DATA SUPPLIED START
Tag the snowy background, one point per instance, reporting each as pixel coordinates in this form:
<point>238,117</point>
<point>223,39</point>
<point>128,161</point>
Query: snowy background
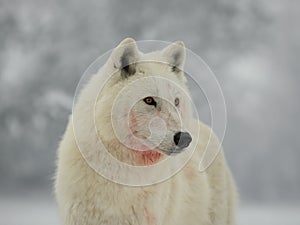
DATA SUPPLIED END
INSTRUCTIONS TO FOLLOW |
Leave the pictures aside and give every entry above again word for word.

TASK SOLUTION |
Tag the snowy background, one point per instance, reporting each as pixel coordinates in this form:
<point>238,117</point>
<point>223,39</point>
<point>128,161</point>
Query: snowy background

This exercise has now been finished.